» WORK INSTRUCTIONS
Of all the lines in the entries below, give again exactly those starting at the line containing "find the pope's right hand" and ending at the line containing "find the pope in white cassock", both ends included, and no others.

+++ PROVIDED DATA +++

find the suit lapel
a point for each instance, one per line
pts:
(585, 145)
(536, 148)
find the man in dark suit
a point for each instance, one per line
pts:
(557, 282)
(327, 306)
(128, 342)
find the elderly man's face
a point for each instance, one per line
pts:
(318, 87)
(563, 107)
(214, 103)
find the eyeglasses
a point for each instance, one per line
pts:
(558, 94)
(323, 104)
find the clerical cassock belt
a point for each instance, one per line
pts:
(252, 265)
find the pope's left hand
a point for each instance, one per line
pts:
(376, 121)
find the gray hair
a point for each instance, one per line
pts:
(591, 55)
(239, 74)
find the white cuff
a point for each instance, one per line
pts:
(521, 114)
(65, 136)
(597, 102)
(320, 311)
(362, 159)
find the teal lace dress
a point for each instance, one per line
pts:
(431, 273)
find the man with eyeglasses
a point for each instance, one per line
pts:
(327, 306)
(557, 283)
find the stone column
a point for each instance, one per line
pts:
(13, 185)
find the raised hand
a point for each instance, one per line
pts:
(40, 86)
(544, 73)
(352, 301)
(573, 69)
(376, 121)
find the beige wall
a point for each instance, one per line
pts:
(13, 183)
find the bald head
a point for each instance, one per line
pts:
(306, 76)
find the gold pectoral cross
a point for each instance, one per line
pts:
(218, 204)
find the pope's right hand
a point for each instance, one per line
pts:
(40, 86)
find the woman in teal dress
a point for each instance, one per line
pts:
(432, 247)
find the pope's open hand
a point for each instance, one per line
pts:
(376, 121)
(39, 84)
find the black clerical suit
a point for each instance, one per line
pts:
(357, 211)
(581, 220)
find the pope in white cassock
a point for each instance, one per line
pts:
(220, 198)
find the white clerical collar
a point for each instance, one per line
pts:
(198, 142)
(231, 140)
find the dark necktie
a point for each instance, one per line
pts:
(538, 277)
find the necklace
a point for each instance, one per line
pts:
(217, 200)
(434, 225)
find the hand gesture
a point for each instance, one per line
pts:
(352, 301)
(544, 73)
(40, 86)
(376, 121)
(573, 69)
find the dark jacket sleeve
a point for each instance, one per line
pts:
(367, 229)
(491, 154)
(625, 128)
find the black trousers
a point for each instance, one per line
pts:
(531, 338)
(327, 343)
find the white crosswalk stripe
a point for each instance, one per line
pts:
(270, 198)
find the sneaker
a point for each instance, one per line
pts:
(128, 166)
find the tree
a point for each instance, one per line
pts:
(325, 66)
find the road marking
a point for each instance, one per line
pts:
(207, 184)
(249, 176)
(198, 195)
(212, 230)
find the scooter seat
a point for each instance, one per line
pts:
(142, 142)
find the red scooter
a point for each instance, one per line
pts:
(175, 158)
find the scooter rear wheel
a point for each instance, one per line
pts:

+++

» PROBLEM SOLUTION
find the pope's right hand
a point for each instance, one per line
pts:
(40, 86)
find the woman in teal dress
a point for each instance, one per line
pts:
(432, 247)
find the pope's open hand
a point for each instance, one per line
pts:
(376, 121)
(39, 84)
find the black clerical suit
a point for each instance, one per line
pts:
(357, 211)
(581, 220)
find the pope in white cassock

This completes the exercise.